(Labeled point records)
-- START --

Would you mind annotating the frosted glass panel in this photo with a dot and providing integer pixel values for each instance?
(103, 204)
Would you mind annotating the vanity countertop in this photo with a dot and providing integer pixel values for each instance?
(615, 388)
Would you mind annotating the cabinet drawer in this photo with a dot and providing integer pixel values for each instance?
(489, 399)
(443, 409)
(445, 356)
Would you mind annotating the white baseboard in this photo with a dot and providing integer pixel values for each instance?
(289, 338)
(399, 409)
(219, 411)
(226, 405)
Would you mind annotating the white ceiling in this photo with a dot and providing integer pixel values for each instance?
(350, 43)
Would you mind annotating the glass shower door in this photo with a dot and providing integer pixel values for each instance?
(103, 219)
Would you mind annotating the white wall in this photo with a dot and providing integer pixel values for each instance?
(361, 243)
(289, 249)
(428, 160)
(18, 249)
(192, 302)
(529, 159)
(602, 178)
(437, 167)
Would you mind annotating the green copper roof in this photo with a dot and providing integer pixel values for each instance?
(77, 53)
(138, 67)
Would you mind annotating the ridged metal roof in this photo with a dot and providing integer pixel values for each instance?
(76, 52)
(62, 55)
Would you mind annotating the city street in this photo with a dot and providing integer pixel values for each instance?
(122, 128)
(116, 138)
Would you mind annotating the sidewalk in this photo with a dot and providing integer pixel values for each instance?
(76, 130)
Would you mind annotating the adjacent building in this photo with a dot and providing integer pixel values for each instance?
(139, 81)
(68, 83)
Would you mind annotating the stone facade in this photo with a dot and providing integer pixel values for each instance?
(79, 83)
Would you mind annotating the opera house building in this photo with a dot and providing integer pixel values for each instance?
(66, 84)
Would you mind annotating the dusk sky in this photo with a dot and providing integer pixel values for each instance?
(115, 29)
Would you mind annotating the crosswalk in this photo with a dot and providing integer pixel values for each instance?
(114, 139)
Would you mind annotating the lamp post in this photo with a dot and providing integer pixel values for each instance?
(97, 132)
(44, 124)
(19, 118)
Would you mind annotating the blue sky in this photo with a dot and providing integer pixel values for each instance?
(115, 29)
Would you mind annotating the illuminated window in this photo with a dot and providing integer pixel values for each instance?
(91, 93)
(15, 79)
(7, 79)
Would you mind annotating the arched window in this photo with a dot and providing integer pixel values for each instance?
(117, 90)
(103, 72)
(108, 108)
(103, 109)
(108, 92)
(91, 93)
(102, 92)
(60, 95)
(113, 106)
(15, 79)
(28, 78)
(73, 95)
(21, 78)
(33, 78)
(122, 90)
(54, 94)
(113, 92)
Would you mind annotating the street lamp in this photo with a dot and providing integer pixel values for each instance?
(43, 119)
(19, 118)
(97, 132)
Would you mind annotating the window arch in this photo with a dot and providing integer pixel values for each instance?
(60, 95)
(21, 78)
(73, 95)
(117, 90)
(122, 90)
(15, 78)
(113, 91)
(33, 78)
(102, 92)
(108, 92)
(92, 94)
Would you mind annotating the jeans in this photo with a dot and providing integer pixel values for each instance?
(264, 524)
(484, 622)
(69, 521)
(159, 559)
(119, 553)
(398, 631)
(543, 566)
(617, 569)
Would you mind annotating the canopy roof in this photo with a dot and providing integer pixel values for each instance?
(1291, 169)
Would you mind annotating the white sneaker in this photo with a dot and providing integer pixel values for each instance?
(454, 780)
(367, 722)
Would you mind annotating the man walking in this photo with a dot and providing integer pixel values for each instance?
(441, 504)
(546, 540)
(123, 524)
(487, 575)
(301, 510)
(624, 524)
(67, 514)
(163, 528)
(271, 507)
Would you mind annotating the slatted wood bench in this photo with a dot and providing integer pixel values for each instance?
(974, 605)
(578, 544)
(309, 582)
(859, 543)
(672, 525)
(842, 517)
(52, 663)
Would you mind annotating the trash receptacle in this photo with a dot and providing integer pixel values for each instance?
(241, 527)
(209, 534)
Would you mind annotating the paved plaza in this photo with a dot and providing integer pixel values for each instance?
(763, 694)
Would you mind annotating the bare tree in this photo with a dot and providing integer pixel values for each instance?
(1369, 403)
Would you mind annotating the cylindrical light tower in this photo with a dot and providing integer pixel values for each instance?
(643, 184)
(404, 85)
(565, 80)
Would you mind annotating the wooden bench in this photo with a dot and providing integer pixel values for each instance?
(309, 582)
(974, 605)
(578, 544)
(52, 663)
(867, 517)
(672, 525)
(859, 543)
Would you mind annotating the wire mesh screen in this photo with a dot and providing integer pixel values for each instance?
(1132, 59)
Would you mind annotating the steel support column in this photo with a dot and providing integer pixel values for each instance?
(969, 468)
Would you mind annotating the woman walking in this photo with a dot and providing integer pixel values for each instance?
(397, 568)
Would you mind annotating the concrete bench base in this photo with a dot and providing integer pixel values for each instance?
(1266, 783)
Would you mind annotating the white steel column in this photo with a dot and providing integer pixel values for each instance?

-- END --

- _Written task_
Recast all the lines above as a Markdown table with two columns, "Row" for the row number and "Line" for the line itself, omitting any blank lines.

- _Response for this exercise_
| Row | Line |
|---|---|
| 1 | Would you mind annotating the frosted glass panel in this photo with a dot and providing integer pixel values for each instance? |
| 2 | (103, 204) |
| 3 | Would you mind annotating the vanity countertop in this photo with a dot and providing integer pixel values for each instance? |
| 4 | (615, 388) |
| 5 | Would you mind annotating the cabinet drawer in this photo with a dot and providing integer pixel values for each instance? |
| 6 | (489, 399) |
| 7 | (443, 409) |
| 8 | (445, 356) |
| 9 | Would you mind annotating the white baseboard in this photo with a dot and providing integer pixel values for each instance? |
| 10 | (289, 338) |
| 11 | (399, 409) |
| 12 | (219, 411) |
| 13 | (226, 405) |
| 14 | Would you mind annotating the white ceiling in this photo with a dot and providing integer pixel values for each instance? |
| 15 | (350, 43) |
| 16 | Would you mind annotating the glass shower door in this photo with a dot and providing integer pixel values for each instance? |
| 17 | (103, 219) |
| 18 | Would you mind annotating the white wall in this photo with a dot and providing integer pixel values for each instance? |
| 19 | (361, 243) |
| 20 | (289, 249) |
| 21 | (428, 160) |
| 22 | (18, 249) |
| 23 | (192, 302) |
| 24 | (529, 159) |
| 25 | (602, 178) |
| 26 | (437, 167) |
| 27 | Would you mind annotating the green copper roof in this photo with a dot and providing integer pixel values for each instance? |
| 28 | (77, 53) |
| 29 | (138, 67) |
| 30 | Would you mind annotating the ridged metal roof in this photo with a dot and providing integer pixel values for each instance? |
| 31 | (76, 52) |
| 32 | (62, 55) |
| 33 | Would you mind annotating the city street in this photo with a dot and providing integer pixel values for each instance? |
| 34 | (122, 128) |
| 35 | (116, 138) |
| 36 | Would you mind annotating the sidewalk in this photo with a dot and providing integer pixel values for each instance? |
| 37 | (76, 130) |
| 38 | Would you mind annotating the adjacent building in this photo with a dot and providing integer pixel values for each instance? |
| 39 | (139, 81) |
| 40 | (68, 83) |
| 41 | Would you mind annotating the stone facade in this photo with a dot and providing integer pixel values for each instance? |
| 42 | (79, 83) |
| 43 | Would you mind annotating the opera house building in this photo with a dot and providing integer pixel values for each instance? |
| 44 | (66, 84) |
| 45 | Would you mind annotating the dusk sky in this photo with a dot and providing integer pixel values for each instance? |
| 46 | (115, 29) |
| 47 | Would you mind annotating the crosswalk in this photo with a dot and providing integer pixel values for each instance? |
| 48 | (114, 139) |
| 49 | Would you mind annotating the lamp post in this photo with a dot and providing integer pixel values for each instance? |
| 50 | (97, 132) |
| 51 | (44, 124) |
| 52 | (19, 118) |
| 53 | Would you mind annotating the blue sky in this photo with a dot and providing integer pixel values for each instance? |
| 54 | (115, 29) |
| 55 | Would you mind annotating the illuminated window in this photo with a dot and providing integer pixel values for each instance? |
| 56 | (91, 93) |
| 57 | (15, 79) |
| 58 | (7, 79) |
| 59 | Would you mind annotating the arched window in this photo with a dot and providing integer pixel values for each instance? |
| 60 | (117, 90) |
| 61 | (103, 72) |
| 62 | (108, 108) |
| 63 | (103, 109) |
| 64 | (108, 92) |
| 65 | (91, 93) |
| 66 | (102, 92) |
| 67 | (60, 95) |
| 68 | (113, 106) |
| 69 | (15, 79) |
| 70 | (28, 78) |
| 71 | (73, 95) |
| 72 | (21, 78) |
| 73 | (33, 78) |
| 74 | (122, 90) |
| 75 | (54, 94) |
| 76 | (113, 92) |
| 77 | Would you mind annotating the street lamp in this photo with a dot and providing integer pixel values for each instance? |
| 78 | (43, 119) |
| 79 | (19, 118) |
| 80 | (97, 132) |
| 81 | Would you mind annotating the window arch in this photo with a dot and providing integer pixel values for each instance? |
| 82 | (60, 95) |
| 83 | (21, 78) |
| 84 | (73, 95) |
| 85 | (117, 90) |
| 86 | (122, 90) |
| 87 | (15, 78) |
| 88 | (113, 91) |
| 89 | (33, 78) |
| 90 | (102, 92) |
| 91 | (108, 92) |
| 92 | (92, 94) |
| 93 | Would you mind annotating the jeans in this photo with a dot and providing integer pixel values for each instance? |
| 94 | (264, 524) |
| 95 | (484, 622) |
| 96 | (69, 521) |
| 97 | (159, 559) |
| 98 | (119, 553) |
| 99 | (398, 631) |
| 100 | (543, 566) |
| 101 | (617, 569) |
| 102 | Would you mind annotating the canopy roof in this photo with a dot and providing integer pixel values for each instance? |
| 103 | (1291, 169) |
| 104 | Would you mind annotating the white sneaker in this photo with a dot and providing integer pixel values for each instance? |
| 105 | (454, 780) |
| 106 | (367, 722) |
| 107 | Would you mind annotating the man walking in this photo with a dot and providing integer pixel values for each instance? |
| 108 | (441, 504) |
| 109 | (546, 540) |
| 110 | (123, 524) |
| 111 | (487, 575) |
| 112 | (301, 510) |
| 113 | (624, 524) |
| 114 | (67, 514) |
| 115 | (163, 528) |
| 116 | (271, 507) |
| 117 | Would you mind annotating the slatted wood bench in this photo with a dot and providing integer pixel values for each instance? |
| 118 | (974, 605) |
| 119 | (578, 544) |
| 120 | (309, 582) |
| 121 | (859, 543) |
| 122 | (672, 525) |
| 123 | (842, 517) |
| 124 | (52, 663) |
| 125 | Would you mind annotating the trash receptacle in this photo with a dot and providing integer pixel values for each instance? |
| 126 | (241, 527) |
| 127 | (209, 534) |
| 128 | Would you mind annotating the paved plaza in this photo with a dot and providing integer pixel values for each instance? |
| 129 | (763, 694) |
| 130 | Would you mind annotating the bare tree in this photo with a dot and providing integer pixel values for each instance? |
| 131 | (1369, 403) |
| 132 | Would you mind annotating the cylindrical light tower in this photo with a dot and providing integer pixel values for each instance? |
| 133 | (643, 184) |
| 134 | (404, 85) |
| 135 | (565, 80) |
| 136 | Would you mind annotating the wooden bench in this photo with a dot and providing integer pixel values for each instance? |
| 137 | (309, 582) |
| 138 | (974, 605) |
| 139 | (578, 544) |
| 140 | (52, 663) |
| 141 | (867, 517) |
| 142 | (672, 525) |
| 143 | (859, 543) |
| 144 | Would you mind annotating the wire mesh screen in this photo with a dot and providing integer pixel values for each instance? |
| 145 | (1132, 59) |
| 146 | Would you mind annotating the steel support column in this photo with a dot and providing integer pixel values for each instance? |
| 147 | (969, 468) |
| 148 | Would you mind annotating the woman walking in this photo with a dot and providing integer pixel values for each instance? |
| 149 | (397, 568) |
| 150 | Would you mind annotating the concrete bench base in this photo with a dot and providing integer pixel values for each instance? |
| 151 | (1266, 783) |
| 152 | Would you mind annotating the white steel column in this photo with a dot and providing integer pixel values for each instance? |